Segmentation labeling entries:
......
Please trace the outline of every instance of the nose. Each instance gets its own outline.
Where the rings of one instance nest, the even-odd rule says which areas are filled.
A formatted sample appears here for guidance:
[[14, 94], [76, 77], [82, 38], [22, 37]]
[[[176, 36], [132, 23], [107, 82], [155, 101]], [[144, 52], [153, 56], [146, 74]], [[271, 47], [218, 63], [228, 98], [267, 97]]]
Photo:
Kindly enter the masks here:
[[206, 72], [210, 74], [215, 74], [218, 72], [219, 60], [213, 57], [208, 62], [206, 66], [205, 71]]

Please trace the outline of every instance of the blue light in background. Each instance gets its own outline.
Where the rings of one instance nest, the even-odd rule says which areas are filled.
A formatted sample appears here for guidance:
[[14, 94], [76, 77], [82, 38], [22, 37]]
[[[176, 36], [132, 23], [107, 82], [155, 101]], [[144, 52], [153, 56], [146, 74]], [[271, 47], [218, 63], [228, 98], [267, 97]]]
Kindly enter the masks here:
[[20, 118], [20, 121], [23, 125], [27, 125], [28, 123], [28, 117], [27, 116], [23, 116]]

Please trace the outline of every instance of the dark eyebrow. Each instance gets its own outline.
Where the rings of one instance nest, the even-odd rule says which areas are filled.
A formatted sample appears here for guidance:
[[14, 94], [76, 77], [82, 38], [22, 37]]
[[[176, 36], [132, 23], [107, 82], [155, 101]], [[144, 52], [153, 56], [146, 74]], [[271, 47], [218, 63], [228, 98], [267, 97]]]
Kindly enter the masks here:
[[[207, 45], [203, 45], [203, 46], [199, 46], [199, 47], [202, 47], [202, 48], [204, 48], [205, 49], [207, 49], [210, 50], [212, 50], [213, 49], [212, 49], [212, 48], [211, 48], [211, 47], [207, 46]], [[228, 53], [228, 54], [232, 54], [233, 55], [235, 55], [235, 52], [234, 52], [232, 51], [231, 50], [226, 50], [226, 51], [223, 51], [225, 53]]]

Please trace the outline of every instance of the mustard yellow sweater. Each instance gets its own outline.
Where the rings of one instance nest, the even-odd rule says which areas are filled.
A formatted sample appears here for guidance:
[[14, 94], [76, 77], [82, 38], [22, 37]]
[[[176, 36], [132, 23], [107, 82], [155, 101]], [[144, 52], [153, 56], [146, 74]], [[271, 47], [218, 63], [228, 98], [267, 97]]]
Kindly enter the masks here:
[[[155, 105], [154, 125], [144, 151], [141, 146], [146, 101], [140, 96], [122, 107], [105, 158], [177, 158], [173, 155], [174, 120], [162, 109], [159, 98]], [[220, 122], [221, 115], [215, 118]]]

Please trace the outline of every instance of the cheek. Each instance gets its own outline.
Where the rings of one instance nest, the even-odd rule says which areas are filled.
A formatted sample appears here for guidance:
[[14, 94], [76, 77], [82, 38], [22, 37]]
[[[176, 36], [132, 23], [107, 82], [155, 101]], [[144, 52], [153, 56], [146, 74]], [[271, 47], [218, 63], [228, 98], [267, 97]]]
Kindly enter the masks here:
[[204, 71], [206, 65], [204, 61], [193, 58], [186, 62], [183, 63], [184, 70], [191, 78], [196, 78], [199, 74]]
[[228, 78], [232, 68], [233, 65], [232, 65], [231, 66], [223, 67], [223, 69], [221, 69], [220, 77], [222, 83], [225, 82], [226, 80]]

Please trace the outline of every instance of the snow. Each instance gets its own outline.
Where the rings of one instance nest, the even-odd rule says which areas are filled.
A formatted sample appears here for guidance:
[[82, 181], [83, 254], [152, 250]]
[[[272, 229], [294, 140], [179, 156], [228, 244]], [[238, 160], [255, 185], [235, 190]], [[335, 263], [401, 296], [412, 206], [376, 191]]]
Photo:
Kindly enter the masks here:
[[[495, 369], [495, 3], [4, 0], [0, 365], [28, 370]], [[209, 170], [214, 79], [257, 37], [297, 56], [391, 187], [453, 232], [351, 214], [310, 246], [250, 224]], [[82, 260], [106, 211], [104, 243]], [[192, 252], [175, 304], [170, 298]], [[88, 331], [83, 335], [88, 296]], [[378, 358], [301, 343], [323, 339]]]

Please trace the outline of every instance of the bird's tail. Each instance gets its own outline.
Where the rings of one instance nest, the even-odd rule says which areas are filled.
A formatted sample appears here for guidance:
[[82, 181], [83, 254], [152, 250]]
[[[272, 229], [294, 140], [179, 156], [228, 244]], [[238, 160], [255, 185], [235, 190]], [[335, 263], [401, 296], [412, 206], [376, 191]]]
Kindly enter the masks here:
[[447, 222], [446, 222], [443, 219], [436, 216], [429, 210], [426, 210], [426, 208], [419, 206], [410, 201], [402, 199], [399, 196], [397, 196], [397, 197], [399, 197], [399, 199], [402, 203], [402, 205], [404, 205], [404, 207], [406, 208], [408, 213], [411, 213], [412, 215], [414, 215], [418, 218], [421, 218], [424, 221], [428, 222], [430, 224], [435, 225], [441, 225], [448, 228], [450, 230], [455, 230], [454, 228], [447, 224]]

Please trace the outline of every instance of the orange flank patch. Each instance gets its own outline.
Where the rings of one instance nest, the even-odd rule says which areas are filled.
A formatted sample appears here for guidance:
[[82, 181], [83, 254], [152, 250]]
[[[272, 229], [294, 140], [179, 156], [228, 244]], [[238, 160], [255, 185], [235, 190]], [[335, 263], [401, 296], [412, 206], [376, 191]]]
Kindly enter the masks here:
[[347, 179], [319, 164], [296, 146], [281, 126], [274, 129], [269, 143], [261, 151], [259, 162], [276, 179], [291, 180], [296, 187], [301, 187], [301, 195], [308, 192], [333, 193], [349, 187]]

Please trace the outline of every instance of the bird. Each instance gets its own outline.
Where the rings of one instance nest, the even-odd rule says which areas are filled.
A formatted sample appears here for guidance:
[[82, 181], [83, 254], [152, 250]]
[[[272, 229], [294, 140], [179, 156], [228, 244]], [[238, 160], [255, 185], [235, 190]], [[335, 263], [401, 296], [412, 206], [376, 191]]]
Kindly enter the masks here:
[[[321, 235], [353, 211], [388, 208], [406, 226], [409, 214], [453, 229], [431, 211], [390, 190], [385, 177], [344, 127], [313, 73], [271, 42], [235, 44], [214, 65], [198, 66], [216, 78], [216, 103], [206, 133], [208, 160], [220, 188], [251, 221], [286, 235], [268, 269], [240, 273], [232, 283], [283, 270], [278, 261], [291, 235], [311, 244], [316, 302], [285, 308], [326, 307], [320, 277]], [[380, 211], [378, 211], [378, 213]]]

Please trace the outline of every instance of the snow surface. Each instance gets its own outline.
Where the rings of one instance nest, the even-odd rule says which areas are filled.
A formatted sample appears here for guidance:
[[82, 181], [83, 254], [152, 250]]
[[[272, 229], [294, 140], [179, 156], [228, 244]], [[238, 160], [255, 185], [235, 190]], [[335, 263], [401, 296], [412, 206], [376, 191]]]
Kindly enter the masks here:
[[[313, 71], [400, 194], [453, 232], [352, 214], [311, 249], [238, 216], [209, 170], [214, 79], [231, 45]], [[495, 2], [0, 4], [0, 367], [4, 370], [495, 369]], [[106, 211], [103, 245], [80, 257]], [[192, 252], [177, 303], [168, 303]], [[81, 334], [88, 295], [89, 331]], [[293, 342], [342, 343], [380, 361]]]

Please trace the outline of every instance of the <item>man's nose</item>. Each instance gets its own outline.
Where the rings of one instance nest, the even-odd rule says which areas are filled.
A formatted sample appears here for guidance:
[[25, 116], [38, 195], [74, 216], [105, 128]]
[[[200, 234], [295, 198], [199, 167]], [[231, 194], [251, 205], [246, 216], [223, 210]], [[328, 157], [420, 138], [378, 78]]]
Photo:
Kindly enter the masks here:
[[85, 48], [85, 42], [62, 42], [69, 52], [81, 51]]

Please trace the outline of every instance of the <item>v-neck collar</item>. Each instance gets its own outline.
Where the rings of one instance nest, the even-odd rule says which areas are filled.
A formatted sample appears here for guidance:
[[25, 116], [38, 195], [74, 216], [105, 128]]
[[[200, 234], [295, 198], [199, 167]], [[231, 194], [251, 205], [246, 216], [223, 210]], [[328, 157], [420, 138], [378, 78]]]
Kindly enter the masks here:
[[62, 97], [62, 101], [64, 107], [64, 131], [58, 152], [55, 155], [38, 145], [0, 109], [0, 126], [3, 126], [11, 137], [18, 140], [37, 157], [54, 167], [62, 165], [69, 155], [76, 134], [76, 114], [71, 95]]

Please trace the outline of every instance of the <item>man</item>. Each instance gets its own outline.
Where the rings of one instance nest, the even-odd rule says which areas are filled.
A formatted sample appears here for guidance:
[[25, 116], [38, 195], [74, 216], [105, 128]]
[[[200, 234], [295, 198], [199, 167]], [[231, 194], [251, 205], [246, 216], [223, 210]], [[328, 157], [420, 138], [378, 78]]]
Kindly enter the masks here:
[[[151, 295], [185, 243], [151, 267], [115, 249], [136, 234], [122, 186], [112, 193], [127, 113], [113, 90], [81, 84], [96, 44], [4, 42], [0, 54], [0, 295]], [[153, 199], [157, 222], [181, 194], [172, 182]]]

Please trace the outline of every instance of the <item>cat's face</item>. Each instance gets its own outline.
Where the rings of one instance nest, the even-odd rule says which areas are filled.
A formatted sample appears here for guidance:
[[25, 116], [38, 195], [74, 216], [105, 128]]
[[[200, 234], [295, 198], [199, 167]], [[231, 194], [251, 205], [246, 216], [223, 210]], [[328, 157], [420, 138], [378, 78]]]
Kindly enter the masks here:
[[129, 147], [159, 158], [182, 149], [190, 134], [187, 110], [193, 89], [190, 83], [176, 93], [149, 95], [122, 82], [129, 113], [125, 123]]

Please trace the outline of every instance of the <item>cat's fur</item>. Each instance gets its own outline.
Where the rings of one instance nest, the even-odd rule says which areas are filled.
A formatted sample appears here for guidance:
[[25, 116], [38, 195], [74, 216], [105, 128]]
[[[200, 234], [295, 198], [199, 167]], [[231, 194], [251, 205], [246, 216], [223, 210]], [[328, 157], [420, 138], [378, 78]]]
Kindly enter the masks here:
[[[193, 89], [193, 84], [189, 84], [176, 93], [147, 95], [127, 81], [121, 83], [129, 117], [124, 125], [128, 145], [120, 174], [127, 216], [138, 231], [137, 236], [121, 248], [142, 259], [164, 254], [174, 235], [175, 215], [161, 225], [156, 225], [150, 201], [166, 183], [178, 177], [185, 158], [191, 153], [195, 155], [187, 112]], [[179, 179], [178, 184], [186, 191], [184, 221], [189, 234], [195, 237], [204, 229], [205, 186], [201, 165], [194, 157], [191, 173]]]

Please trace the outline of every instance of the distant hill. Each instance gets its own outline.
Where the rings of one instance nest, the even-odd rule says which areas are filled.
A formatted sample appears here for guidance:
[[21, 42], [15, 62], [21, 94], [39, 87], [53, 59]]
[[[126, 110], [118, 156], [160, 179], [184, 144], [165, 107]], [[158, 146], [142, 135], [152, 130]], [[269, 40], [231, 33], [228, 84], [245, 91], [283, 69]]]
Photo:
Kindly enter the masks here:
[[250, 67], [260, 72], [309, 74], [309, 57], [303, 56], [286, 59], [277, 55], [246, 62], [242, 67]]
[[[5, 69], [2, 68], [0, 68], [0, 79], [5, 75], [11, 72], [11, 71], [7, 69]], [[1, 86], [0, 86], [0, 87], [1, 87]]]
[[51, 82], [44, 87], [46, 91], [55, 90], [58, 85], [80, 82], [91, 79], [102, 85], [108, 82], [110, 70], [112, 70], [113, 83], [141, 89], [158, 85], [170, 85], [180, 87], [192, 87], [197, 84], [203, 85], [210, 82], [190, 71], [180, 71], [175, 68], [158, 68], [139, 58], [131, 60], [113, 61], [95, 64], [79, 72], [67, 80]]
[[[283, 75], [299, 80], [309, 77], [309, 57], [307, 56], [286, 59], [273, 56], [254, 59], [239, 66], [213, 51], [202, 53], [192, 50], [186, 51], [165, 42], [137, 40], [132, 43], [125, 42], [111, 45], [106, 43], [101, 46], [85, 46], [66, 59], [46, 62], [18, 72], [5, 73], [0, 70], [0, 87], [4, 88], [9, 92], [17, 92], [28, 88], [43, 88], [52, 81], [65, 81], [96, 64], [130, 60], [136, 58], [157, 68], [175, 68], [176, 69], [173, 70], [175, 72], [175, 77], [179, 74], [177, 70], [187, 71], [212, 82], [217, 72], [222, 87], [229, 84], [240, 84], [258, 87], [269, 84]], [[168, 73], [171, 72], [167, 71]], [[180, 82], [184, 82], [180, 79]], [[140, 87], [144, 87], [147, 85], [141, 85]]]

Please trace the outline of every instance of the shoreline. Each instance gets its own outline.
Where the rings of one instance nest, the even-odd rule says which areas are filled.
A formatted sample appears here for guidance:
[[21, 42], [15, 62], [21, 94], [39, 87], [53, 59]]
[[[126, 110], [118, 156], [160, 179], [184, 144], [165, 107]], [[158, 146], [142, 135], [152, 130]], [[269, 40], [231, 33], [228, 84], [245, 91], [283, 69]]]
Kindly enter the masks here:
......
• [Exercise instructions] Copy, without any changes, the part of the entries that opens with the line containing "Please trace the outline of every instance of the orange" and closes with the line containing "193], [349, 187]]".

• [Answer to this exercise]
Please trace the outline of every instance of the orange flank patch. Each instance gets its own outline.
Where the rings of one instance nest, the even-odd rule says which areas are filled.
A formatted sample appears here for guidance:
[[82, 181], [83, 254], [152, 250]]
[[[272, 229], [294, 140], [179, 156], [228, 244]], [[238, 160], [255, 185], [235, 190]], [[335, 263], [401, 296], [412, 206], [376, 191]]]
Kindly enter the masks here:
[[347, 179], [319, 164], [296, 146], [281, 126], [274, 129], [269, 143], [261, 151], [259, 162], [276, 179], [291, 180], [296, 187], [301, 187], [301, 195], [308, 192], [333, 193], [349, 187]]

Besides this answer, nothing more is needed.